### Aufgabe
Beantworte anhand des Artikels über Fanny Wobmann diese Fragen in ganzen Sätzen:
1. Wie viele Hektar umfasst der Wald, den sie mit ihren Schwestern geerbt hat?
2. Welche afrikanischen Länder werden als Schauplätze ihrer Erzählung genannt?
3. Welches Thema hat das Buch, an dem sie in der Fondation Michalski schreiben wird?

### Quellenauszug

§

Wie Fanny Wobmann der humanitären Hilfe der Schweiz den Spiegel vorhält
Die Neuenburger Autorin Fanny Wobmann, Tochter eines ehemaligen Beamten der Direktion für Entwicklung und Zusammenarbeit (Deza), wirft einen kritischen Blick auf die humanitäre Hilfe, die der afrikanischen Bevölkerung angeboten wird. Ihr Buch reiht sich in eine Bewegung, die auch von anderen Schweizer Schriftsteller:innen getragen wird.
Ein Wald. Fanny Wobmann erhält ihn an einem Wintertag als Erbe. Sechs Hektar, die sie sich mit ihren beiden Schwestern teilt, liegen unterhalb von La Chaux-de-Fonds, wo sie vor 40 Jahren geboren wurde.
«Ich war also Miteigentümerin eines Stücks Natur. Es war beeindruckend, schön und verstörend», schreibt sie auf der ersten Seite ihrer Erzählung Les arbres quand ils tombent (Quidam éditeur, ParisExterner Link).
Ihr Vater, ein Holzfäller, hatte den Wald gekauft und ihn dann seinen Töchtern vermacht. Ein wertvolles Geschenk für Fanny Wobmann, die bekennt, dass sie die Natur sehr liebt.
In dem ererbten Wald, in dem sie spazieren geht, entdeckt sie plötzlich den Begriff «Grenzen“. Die Grenzen eines Gebiets, das nun ihr gehört. Von da an verzweigt sich ihre Erzählung und verlässt La Chaux-de-Fonds.
Wir befinden uns nun auf dem afrikanischen Kontinent: Senegal, Ruanda, Madagaskar, wobei wir zwischen diesen Ländern und der Schweiz hin- und herreisen.
Die Grenzen erweitern sich je nach den Begehrlichkeiten. Europa hatte in Afrika seine Kolonien, die Schweiz leistet dort humanitäre Hilfe, die grosszügig, manchmal kalkuliert oder fehlgeleitet war.
Ein Widerspruch, den Schweizer Autoren und Autorinnen in ihren Büchern thematisiert haben: Lukas Bärfuss, Anne-Sophie Subilia und jetzt Fanny Wobmann.
Altruistischer Antrieb
Die Autorin, Dramatikerin und Schauspielerin Fanny Wobmann schreibt Theaterstücke und Romane, darunter Nues dans un verre d’eau, der ins Deutsche (Am Meer dieses Licht) Externer Linkund Russische übersetzt und 2017 beim französischen Verlag Flammarion veröffentlicht wurde.
Sie ist mehrfache Stipendiatin und wird im Juni dieses Jahres in der Fondation Michalski (Kanton Waadt) wohnen, um an ihrem nächsten Buch zu schreiben. Thema: Mutterfiguren.

§

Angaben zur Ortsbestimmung
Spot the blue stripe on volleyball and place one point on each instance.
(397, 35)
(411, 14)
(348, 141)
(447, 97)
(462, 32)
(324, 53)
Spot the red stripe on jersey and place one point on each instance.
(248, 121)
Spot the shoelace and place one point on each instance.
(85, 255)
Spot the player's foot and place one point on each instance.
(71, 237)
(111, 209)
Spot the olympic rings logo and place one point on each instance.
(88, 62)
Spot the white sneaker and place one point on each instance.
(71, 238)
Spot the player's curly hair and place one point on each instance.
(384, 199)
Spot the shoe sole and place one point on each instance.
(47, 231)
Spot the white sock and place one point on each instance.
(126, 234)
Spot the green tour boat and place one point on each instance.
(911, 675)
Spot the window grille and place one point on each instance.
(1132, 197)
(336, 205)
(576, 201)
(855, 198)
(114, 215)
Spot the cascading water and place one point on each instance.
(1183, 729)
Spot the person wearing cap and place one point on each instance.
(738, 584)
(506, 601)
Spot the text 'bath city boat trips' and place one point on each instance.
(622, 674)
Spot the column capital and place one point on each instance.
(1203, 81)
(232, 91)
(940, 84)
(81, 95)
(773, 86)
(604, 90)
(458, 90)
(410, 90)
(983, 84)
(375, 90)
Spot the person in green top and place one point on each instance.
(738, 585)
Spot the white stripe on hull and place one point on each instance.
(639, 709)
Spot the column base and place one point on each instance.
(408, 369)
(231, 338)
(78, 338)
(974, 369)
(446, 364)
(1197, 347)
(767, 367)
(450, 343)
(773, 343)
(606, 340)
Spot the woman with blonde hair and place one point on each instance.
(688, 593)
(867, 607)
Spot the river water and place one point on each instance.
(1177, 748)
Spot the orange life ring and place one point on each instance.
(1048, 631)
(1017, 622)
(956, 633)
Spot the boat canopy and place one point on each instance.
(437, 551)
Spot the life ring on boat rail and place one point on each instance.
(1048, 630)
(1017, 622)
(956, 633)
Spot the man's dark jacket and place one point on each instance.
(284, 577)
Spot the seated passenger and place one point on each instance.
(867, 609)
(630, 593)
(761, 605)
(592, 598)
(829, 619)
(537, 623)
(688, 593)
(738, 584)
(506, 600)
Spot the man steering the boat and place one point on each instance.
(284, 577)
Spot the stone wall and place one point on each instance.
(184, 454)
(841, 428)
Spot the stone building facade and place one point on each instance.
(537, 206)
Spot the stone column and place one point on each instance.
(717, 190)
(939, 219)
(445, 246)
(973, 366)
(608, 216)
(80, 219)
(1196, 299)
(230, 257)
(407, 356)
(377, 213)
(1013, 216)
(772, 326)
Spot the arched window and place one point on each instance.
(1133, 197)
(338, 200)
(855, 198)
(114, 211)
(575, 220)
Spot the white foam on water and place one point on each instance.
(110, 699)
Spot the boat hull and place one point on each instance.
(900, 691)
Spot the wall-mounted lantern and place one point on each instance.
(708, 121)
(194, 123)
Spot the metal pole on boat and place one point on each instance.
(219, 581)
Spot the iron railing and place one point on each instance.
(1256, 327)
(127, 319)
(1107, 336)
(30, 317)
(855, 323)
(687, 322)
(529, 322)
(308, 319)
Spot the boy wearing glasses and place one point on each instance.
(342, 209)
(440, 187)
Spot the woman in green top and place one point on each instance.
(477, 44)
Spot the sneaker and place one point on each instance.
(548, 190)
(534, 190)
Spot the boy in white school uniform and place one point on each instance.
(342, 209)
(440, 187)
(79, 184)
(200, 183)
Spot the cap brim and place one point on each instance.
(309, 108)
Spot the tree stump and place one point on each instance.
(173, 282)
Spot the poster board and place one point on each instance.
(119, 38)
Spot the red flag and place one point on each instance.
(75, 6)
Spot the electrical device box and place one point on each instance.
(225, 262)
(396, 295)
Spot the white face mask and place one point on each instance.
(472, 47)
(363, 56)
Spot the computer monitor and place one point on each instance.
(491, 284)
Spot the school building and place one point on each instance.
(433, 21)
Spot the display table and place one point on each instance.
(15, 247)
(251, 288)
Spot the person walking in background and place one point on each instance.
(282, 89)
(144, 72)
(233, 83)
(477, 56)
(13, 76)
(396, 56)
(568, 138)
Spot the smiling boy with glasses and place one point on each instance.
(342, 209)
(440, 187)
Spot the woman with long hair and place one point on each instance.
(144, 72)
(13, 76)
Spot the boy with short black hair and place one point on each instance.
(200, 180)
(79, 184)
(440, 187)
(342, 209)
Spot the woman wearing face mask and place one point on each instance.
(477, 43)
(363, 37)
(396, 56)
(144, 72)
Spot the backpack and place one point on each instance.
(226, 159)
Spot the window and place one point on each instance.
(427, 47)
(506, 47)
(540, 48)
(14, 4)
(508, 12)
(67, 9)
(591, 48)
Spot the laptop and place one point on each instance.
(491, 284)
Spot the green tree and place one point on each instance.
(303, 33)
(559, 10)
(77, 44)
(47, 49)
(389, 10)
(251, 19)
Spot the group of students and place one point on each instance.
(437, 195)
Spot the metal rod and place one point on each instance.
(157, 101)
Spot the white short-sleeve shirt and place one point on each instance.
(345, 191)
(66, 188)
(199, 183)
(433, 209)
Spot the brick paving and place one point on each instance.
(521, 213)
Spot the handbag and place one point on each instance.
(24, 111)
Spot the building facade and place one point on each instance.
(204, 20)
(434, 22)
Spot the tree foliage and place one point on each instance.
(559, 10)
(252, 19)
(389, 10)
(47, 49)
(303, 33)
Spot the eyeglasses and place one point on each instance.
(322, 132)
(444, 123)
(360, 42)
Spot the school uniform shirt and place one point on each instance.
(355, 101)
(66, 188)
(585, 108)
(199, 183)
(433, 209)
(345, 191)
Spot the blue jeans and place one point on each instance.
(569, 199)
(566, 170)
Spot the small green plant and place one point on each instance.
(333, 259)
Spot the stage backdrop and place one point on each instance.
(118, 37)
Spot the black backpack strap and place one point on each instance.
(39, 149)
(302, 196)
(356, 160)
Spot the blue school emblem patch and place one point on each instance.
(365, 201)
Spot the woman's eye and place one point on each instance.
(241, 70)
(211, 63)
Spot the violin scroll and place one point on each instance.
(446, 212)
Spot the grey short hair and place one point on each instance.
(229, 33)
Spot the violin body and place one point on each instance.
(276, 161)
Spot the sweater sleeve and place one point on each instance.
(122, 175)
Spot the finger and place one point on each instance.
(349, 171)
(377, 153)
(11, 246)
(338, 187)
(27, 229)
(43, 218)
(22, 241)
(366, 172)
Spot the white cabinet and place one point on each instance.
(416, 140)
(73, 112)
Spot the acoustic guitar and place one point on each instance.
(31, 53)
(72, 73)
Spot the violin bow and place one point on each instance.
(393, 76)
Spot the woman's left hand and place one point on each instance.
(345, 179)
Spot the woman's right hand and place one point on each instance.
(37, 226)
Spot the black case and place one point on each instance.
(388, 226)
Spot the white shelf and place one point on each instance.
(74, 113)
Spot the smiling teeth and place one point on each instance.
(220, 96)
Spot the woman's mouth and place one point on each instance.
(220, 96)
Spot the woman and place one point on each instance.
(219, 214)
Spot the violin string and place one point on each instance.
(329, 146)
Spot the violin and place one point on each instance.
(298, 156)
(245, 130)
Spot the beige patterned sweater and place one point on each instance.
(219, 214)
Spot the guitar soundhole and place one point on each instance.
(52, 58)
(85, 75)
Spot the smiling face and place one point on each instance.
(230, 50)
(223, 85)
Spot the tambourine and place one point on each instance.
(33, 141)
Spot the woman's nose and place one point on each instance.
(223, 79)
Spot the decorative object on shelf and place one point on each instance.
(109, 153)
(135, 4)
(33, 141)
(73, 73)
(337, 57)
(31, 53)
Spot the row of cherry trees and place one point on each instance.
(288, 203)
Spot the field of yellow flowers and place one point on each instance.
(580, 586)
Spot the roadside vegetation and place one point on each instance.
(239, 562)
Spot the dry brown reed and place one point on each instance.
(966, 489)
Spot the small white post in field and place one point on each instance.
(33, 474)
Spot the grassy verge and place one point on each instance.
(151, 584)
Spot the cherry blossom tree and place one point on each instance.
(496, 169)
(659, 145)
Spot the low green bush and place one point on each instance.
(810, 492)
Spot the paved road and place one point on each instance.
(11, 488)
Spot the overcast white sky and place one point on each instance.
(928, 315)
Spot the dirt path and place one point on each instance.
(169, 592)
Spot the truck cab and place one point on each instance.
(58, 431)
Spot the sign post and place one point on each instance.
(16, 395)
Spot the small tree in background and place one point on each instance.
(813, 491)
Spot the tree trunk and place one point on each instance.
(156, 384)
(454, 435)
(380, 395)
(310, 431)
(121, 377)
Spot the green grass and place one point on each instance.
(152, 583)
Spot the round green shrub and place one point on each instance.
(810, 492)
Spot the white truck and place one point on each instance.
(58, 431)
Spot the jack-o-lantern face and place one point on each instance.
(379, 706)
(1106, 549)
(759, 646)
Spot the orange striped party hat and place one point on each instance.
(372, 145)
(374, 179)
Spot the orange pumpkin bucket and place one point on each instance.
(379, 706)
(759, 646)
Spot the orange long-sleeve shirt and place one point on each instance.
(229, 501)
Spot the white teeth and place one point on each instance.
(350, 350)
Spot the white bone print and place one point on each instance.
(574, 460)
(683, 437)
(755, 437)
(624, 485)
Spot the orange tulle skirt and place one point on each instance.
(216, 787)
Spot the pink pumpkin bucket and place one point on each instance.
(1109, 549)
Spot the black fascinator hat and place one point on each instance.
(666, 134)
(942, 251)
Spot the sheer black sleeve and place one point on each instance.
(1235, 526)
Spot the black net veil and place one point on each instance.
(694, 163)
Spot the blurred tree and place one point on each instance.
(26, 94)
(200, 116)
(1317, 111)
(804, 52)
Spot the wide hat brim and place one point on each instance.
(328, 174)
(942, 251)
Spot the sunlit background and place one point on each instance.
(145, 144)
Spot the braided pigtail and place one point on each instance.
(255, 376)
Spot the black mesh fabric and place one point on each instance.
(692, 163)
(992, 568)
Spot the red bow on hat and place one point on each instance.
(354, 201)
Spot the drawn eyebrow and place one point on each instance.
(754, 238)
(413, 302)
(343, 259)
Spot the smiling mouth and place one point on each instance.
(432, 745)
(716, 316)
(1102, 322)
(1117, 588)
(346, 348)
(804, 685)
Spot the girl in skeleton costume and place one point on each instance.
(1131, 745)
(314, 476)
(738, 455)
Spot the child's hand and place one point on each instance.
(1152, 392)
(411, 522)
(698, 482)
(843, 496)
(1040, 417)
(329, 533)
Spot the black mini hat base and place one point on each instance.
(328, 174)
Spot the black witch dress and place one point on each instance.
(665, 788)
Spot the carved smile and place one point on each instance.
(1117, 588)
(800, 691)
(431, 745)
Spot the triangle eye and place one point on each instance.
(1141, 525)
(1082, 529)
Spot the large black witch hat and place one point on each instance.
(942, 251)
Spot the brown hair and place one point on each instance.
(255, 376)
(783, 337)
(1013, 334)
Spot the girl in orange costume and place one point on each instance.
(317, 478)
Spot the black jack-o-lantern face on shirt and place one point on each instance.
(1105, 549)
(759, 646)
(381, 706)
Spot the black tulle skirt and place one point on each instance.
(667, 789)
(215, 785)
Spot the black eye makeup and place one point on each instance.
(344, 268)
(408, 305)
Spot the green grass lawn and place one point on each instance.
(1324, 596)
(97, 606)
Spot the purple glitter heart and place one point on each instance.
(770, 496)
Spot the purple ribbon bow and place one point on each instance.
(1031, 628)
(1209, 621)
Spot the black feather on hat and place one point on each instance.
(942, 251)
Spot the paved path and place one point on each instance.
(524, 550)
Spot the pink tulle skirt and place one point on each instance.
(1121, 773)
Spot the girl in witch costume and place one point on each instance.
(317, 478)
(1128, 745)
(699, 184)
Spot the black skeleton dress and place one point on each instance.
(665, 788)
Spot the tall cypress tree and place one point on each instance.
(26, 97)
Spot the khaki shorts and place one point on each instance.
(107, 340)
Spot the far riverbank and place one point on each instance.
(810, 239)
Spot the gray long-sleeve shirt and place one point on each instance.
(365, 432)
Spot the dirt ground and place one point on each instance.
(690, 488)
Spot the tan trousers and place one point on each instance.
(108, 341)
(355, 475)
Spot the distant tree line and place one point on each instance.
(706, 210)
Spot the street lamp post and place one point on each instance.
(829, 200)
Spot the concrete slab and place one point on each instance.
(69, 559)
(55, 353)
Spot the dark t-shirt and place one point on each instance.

§

### Lösung
1. Der geerbte Wald umfasst sechs Hektar.
2. Genannt werden Senegal, Ruanda und Madagaskar.
3. Das Buch hat Mutterfiguren zum Thema.